**Given request 1**
Please summarize the Plan 2 loan report below in two sentences.
**Given request 2**
Write what follows in the Plan 2 loan report below, starting after its last sentence.

**Text extract**
Understanding the Plan 2 loan repayment system

Author:
Dr Gavan Conlon, Maike Halterbeck, Jack Booth and Pietro Patrignani
Published:

Treasury makes over £600 million surplus from 2022/23 Plan 2 student loans as NUS and HEPI publish an alternative student loan model.

Key findings

  • Changes to the Plan 2 terms mean that the Treasury will make a surplus of ca. £679 million for the 2022/23 cohort of students (which is the final cohort of English students on Plan 2). 
  • The changes mean that by 2032, graduates from the 2022/23 cohort earning £40,000 or more a year will be expected to repay £740 more in that year than under the original Plan 2 terms that were in place less than a year before these students started their studies. 
  • As a result of the combined changes to the Plan 2 system, male graduates will pay on average an extra £13,400 over their lifetimes compared to the original terms, and female graduates will pay an extra £16,900.  
  • In response, NUS and HEPI are publishing an alternative model of a cost-neutral student loan system, where the net Exchequer cost of the system is close to zero, and repayments will be more manageable for graduates.

Pointing dataset excerpts:
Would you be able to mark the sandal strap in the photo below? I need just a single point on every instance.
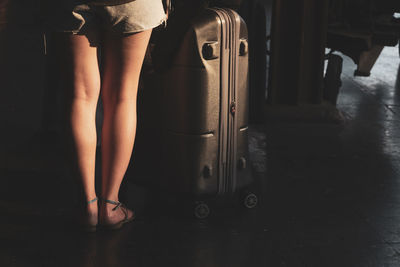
(117, 204)
(91, 201)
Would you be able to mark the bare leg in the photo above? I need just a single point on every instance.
(81, 79)
(123, 58)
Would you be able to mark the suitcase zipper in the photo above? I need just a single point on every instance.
(227, 158)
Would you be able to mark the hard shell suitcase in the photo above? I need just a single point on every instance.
(204, 111)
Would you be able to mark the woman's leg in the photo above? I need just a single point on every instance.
(81, 79)
(123, 57)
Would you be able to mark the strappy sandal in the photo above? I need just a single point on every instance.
(90, 227)
(125, 220)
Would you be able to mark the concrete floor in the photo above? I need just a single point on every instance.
(330, 196)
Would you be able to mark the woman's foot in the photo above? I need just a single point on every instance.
(88, 217)
(114, 214)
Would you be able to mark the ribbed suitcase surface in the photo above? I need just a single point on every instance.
(206, 108)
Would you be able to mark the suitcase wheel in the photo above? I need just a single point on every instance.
(201, 210)
(250, 200)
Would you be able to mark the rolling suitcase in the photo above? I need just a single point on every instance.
(204, 113)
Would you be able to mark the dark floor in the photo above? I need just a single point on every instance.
(330, 197)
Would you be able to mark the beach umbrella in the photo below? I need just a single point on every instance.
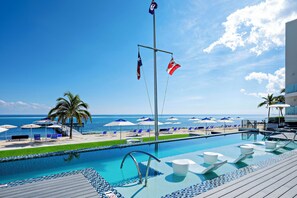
(120, 123)
(149, 122)
(225, 120)
(172, 118)
(279, 106)
(205, 120)
(7, 126)
(3, 130)
(142, 118)
(44, 122)
(30, 126)
(194, 119)
(55, 126)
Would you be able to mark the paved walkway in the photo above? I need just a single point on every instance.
(68, 186)
(278, 180)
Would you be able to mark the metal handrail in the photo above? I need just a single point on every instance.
(137, 166)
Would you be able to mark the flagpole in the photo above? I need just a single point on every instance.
(155, 81)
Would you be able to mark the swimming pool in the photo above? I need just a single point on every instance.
(107, 164)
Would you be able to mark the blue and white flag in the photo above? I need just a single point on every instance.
(139, 64)
(153, 6)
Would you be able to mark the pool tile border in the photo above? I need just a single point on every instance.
(197, 189)
(96, 180)
(152, 173)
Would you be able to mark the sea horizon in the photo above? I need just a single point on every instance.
(99, 120)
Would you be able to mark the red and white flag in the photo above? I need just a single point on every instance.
(172, 66)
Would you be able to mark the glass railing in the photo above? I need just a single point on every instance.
(291, 110)
(291, 88)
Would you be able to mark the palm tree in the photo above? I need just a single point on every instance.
(70, 108)
(269, 100)
(280, 99)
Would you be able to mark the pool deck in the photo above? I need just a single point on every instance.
(69, 186)
(278, 180)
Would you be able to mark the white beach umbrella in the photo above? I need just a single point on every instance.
(205, 120)
(3, 130)
(279, 106)
(55, 126)
(238, 118)
(149, 122)
(142, 119)
(30, 126)
(44, 122)
(120, 123)
(194, 119)
(7, 126)
(225, 120)
(172, 118)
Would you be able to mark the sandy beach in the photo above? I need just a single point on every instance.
(79, 138)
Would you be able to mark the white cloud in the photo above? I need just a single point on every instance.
(258, 95)
(274, 82)
(260, 27)
(20, 106)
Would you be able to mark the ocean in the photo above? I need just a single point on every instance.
(98, 122)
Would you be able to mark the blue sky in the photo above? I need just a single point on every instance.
(231, 53)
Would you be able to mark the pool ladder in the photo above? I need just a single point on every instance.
(137, 166)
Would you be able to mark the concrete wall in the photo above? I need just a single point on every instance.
(291, 71)
(291, 52)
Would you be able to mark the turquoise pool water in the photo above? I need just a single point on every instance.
(107, 162)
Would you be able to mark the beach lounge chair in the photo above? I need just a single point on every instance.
(261, 146)
(48, 136)
(59, 136)
(37, 137)
(54, 137)
(240, 158)
(139, 132)
(114, 134)
(205, 168)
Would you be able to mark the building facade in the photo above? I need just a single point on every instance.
(291, 71)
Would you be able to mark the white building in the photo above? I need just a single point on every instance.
(291, 71)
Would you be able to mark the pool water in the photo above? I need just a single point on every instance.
(107, 163)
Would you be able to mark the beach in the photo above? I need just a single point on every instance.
(97, 137)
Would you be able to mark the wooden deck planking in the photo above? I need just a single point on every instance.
(231, 186)
(291, 192)
(261, 183)
(278, 179)
(51, 184)
(68, 186)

**Response 1**
Changes to the Plan 2 terms mean the Treasury will make a surplus of about £679 million on the 2022/23 cohort. Male graduates will pay an extra £13,400 and female graduates an extra £16,900 over their lifetimes compared to the original terms, and in response NUS and HEPI are publishing a cost-neutral alternative model with more manageable repayments.

**Response 2**
New research by London Economics has found that following various changes to student loan terms, implemented since early 2022, the Treasury are making a surplus of £679 million for the 2022/23 cohort of undergraduate student entrants in England. The research also found that the Government’s changes have had a greater adverse impact on lower- and middle-income earners, while higher earners have been much less affected.  

Young people heading to university take out student loans to cover their tuition fees as well as their living expenses through a maintenance loan. For Plan 2 students (from 2012/13 to 2022/23 in England), interest starts to accumulate while they are at University, at RPI+ 3%. They pay back 9% of their earnings over a certain threshold, which the Chancellor has recently frozen until April 2030. The freezing of this threshold will reduce the Treasury cost of student loans by £1.3 billion for the 2022/23 cohort alone. The National Union of Students have likened the Chancellor freezing the thresholds to the behaviour of a loan shark. 

In response to these new findings, the National Union of Students and the Higher Education Policy Institute are today publishing an alternative model for student loans, which would be cost-neutral for the Treasury, i.e. the Exchequer cost of funding the cohort is close to zero.  

The proposal looks at a stepped repayment system. Based on the current Plan 2 system, instead of the flat 9% repayment rate above the repayment threshold (for 30 years), they propose a marginal repayment rate of:  

  • 3% on earnings between £12,570 (the PAYE tax-free threshold) and £27,570;  
  • 5% between £27,571 and £42,570;  
  • 7% between £42,571 and £57,570; and  
  • reverting back down to 3% above £57,571.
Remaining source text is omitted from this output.